# About this exercise
Give the lines again exactly, from the one holding "sample: <point>184,205</point>" to the last line of the listing below, both ends included and nothing added.

# Records for this exercise
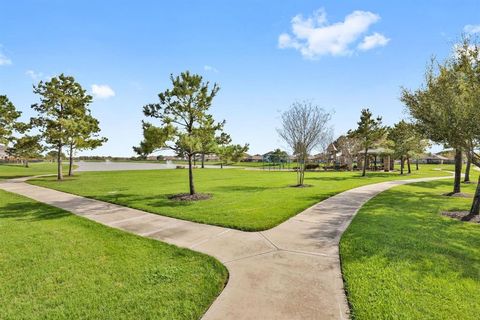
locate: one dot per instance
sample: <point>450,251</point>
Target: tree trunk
<point>70,161</point>
<point>365,162</point>
<point>458,171</point>
<point>59,163</point>
<point>467,169</point>
<point>475,209</point>
<point>190,175</point>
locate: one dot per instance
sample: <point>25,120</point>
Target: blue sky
<point>343,55</point>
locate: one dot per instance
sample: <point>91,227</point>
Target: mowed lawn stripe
<point>55,265</point>
<point>242,199</point>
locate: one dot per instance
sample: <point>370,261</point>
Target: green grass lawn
<point>54,265</point>
<point>242,199</point>
<point>13,170</point>
<point>402,260</point>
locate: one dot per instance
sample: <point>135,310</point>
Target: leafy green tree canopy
<point>184,119</point>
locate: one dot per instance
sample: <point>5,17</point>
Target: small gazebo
<point>378,159</point>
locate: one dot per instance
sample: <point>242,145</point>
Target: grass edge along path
<point>242,199</point>
<point>402,259</point>
<point>54,264</point>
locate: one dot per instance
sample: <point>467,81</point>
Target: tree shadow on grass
<point>157,201</point>
<point>31,211</point>
<point>404,227</point>
<point>246,188</point>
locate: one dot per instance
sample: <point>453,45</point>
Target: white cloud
<point>315,36</point>
<point>102,91</point>
<point>34,75</point>
<point>210,68</point>
<point>472,28</point>
<point>373,41</point>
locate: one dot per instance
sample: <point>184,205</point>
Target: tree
<point>407,142</point>
<point>369,132</point>
<point>348,147</point>
<point>26,148</point>
<point>53,156</point>
<point>447,107</point>
<point>231,153</point>
<point>183,116</point>
<point>62,105</point>
<point>84,135</point>
<point>8,120</point>
<point>305,127</point>
<point>143,150</point>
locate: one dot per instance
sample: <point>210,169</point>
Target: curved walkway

# Answer below
sample: <point>184,205</point>
Target: tree
<point>407,142</point>
<point>369,132</point>
<point>348,147</point>
<point>26,148</point>
<point>53,156</point>
<point>447,107</point>
<point>231,153</point>
<point>183,116</point>
<point>62,105</point>
<point>84,135</point>
<point>8,120</point>
<point>305,127</point>
<point>143,150</point>
locate: one dot per instance
sample: <point>210,169</point>
Target: curved walkway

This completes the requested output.